Esse entendimento foi alcançado por unanimidade pela 2ª Seção do Superior Tribunal de Justiça, que na tarde desta quarta-feira (26/5) definiu tese em recursos repetitivos para impor mudança radical na jurisprudência sobre o tema.
Enquanto esteve em vigor o Código de Processo Civil de 1973, o entendimento era oposto e estava explicitado na Súmula 372 do STJ: Na ação de exibição de documentos, não cabe a aplicação de multa cominatória.
Restava às partes recorrer à busca e apreensão desse documento ou coisa, ou contar com a presunção de veracidade os fatos que se pretendia provar por meio do documento, conforme o artigo 359 daquele CPC.
O novo entendimento foi construído a partir da noção de que o processo judicial contemporâneo deve se orientar pela busca da verdade judicial, o que impõe a busca por um ponto de equilíbrio entre a presunção de veracidade dos fatos e a possibilidade de adoção de medidas indutivas coercitivas para exibição de documento ou coisa.
* * *
#### TAREFA
Transcreva do texto sobre a exibição de documentos o trecho que vai de "Restava às partes" até "359 daquele CPC.", incluindo estas últimas palavras.

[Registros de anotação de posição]
* * *
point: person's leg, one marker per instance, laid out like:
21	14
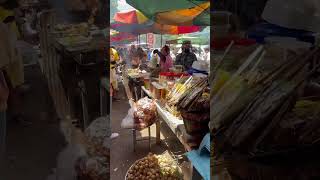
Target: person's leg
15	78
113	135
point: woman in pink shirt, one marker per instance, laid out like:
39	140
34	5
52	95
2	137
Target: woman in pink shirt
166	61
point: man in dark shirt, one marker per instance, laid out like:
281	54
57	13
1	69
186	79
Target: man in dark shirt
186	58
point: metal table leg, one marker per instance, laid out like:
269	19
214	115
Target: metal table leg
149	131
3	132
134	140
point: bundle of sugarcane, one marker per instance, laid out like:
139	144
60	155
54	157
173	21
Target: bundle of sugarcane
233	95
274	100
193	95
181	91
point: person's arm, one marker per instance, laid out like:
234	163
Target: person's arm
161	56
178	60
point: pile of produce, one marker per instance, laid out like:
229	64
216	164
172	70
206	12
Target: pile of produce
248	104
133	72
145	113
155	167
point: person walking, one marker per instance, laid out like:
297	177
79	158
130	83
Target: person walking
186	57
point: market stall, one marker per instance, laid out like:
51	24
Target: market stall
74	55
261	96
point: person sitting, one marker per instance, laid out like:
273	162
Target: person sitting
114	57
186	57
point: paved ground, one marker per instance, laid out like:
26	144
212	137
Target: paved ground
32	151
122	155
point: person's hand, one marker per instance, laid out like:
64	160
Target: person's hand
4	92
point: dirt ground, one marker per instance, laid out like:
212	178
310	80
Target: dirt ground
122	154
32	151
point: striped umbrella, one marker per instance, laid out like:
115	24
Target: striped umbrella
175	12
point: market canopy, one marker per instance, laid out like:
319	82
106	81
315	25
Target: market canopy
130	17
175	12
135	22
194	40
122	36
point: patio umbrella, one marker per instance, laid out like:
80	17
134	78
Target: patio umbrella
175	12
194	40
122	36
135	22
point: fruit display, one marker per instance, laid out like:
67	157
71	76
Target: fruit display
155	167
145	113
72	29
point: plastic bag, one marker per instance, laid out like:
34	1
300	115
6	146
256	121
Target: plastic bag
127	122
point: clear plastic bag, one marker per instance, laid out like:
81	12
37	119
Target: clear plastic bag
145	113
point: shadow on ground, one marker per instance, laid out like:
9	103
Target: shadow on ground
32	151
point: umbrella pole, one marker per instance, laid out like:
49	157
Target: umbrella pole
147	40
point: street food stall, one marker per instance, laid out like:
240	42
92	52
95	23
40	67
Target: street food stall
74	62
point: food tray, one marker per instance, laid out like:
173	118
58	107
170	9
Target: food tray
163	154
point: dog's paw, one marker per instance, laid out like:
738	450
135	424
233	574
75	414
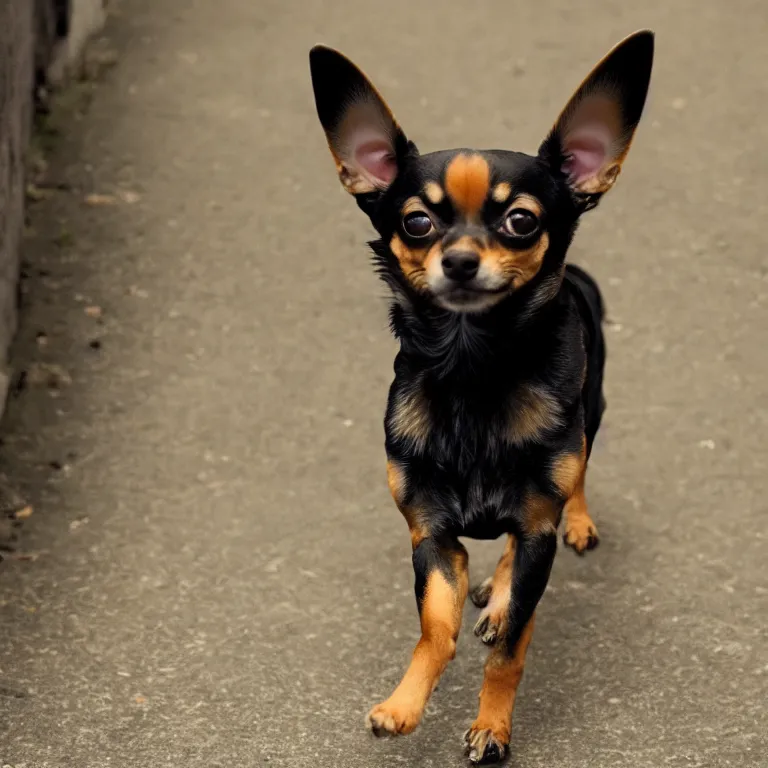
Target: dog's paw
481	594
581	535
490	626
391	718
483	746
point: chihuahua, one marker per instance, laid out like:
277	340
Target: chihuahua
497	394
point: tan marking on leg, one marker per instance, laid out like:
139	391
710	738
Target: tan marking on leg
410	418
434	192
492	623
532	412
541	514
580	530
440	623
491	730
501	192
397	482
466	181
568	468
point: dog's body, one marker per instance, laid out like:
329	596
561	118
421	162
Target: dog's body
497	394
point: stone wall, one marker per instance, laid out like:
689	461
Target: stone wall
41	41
* * *
#### RESPOSTA CORRETA
Restava às partes recorrer à busca e apreensão desse documento ou coisa, ou contar com a presunção de veracidade os fatos que se pretendia provar por meio do documento, conforme o artigo 359 daquele CPC.